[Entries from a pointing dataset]
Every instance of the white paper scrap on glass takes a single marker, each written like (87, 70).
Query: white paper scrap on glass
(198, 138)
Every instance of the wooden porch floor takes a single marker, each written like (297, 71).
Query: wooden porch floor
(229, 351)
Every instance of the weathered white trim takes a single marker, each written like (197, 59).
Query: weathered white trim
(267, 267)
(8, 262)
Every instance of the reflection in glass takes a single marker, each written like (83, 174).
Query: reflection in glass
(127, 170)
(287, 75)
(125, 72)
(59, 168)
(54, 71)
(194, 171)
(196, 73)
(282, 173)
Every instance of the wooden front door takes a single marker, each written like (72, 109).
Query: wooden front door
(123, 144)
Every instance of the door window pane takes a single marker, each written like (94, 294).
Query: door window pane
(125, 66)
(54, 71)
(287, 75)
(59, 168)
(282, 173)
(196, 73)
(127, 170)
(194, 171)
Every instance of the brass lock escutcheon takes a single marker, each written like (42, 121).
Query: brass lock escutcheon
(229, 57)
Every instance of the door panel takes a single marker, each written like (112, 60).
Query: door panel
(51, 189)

## Task directions:
Reproduce verbatim the lines of the listing starting at the line that contains "Every instance of the wooden porch" and continuing through the end of the listing, both ends included.

## Final answer:
Every instance of the wooden porch floor takes a single marker, each written like (297, 71).
Query: wooden porch floor
(229, 351)
Every instance of the weathered white trim takes a single marker, each written like (197, 59).
Query: weathered white trim
(267, 267)
(8, 262)
Every instance of the reflection in glass takes a single marker, each written like (83, 174).
Query: reflection in glass
(127, 170)
(287, 75)
(125, 72)
(59, 168)
(54, 71)
(194, 171)
(196, 73)
(282, 173)
Every instance of the wooden front door takes a single marker, each written like (72, 109).
Query: wooden front door
(123, 144)
Every instance of the door window pane takes a single marker, each written like (94, 294).
Query: door window pane
(125, 66)
(54, 71)
(287, 75)
(59, 168)
(282, 173)
(196, 73)
(127, 170)
(194, 171)
Every instance of the brass lock escutcheon takes a single marker, each written like (42, 121).
Query: brass lock escutcheon
(229, 57)
Every instance of the door panel takes a single marker, each written like (112, 60).
Query: door panel
(51, 189)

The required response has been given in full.